◆ Exercise directions ◆
The data shown below should all be retyped exactly.

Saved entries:
Content starts

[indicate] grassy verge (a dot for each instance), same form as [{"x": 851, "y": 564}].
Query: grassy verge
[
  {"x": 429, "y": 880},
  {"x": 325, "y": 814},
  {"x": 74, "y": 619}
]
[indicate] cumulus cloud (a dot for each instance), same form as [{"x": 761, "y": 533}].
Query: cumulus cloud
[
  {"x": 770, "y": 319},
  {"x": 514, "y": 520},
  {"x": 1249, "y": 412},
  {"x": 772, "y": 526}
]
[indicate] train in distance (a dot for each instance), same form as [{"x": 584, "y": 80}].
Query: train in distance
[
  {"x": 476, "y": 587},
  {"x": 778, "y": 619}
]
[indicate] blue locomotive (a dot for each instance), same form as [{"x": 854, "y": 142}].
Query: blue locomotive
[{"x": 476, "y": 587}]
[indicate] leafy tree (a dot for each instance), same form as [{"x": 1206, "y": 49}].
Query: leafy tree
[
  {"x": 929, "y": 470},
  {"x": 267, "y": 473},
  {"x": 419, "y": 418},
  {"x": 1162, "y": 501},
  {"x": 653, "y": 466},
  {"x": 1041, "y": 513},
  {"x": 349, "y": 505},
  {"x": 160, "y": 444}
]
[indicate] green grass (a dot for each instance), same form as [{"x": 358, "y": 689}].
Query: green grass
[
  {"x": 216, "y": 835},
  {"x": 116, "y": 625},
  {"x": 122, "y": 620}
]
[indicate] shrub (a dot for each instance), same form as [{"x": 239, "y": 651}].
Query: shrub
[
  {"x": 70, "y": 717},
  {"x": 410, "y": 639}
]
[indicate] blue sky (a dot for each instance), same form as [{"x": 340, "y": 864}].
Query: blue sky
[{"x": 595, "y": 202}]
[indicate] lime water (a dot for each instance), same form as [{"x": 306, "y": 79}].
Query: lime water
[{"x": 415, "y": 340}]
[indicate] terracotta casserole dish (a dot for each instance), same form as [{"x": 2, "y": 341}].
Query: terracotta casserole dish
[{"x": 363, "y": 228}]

Content ends

◆ Answer area ◆
[indicate] grassy verge (a dot for each instance), same form as [{"x": 851, "y": 564}].
Query: grassy verge
[
  {"x": 429, "y": 880},
  {"x": 325, "y": 814},
  {"x": 74, "y": 619}
]
[indicate] cumulus cloud (a dot for each instance), same form as [{"x": 761, "y": 533}].
Query: cumulus cloud
[
  {"x": 770, "y": 319},
  {"x": 514, "y": 520},
  {"x": 1249, "y": 412},
  {"x": 772, "y": 526}
]
[indicate] train in distance (a dot for each instance), same form as [{"x": 584, "y": 80}].
Query: train in distance
[
  {"x": 476, "y": 587},
  {"x": 778, "y": 619}
]
[indicate] blue locomotive (a dot for each instance), same form as [{"x": 854, "y": 142}].
Query: blue locomotive
[{"x": 476, "y": 587}]
[indicate] leafy tree (a dot for each instance), same form as [{"x": 1206, "y": 49}].
Query: leafy tree
[
  {"x": 929, "y": 470},
  {"x": 267, "y": 473},
  {"x": 419, "y": 418},
  {"x": 1162, "y": 501},
  {"x": 653, "y": 466},
  {"x": 1041, "y": 513},
  {"x": 349, "y": 505},
  {"x": 160, "y": 444}
]
[indicate] green grass (a dot for each instance), same form as [{"x": 358, "y": 689}].
Query: green grass
[
  {"x": 216, "y": 835},
  {"x": 116, "y": 625},
  {"x": 122, "y": 620}
]
[indicate] shrub (a dot for each instance), same form as [{"x": 239, "y": 651}].
Query: shrub
[
  {"x": 70, "y": 717},
  {"x": 410, "y": 639}
]
[indicate] blue sky (a dot for each instance), same form as [{"x": 340, "y": 864}].
Query: blue sky
[{"x": 595, "y": 202}]
[indicate] lime water (a dot for each instance), same form as [{"x": 306, "y": 79}].
Query: lime water
[{"x": 415, "y": 340}]
[indicate] terracotta casserole dish (a dot for each instance), same form as [{"x": 2, "y": 341}].
Query: terracotta casserole dish
[{"x": 363, "y": 228}]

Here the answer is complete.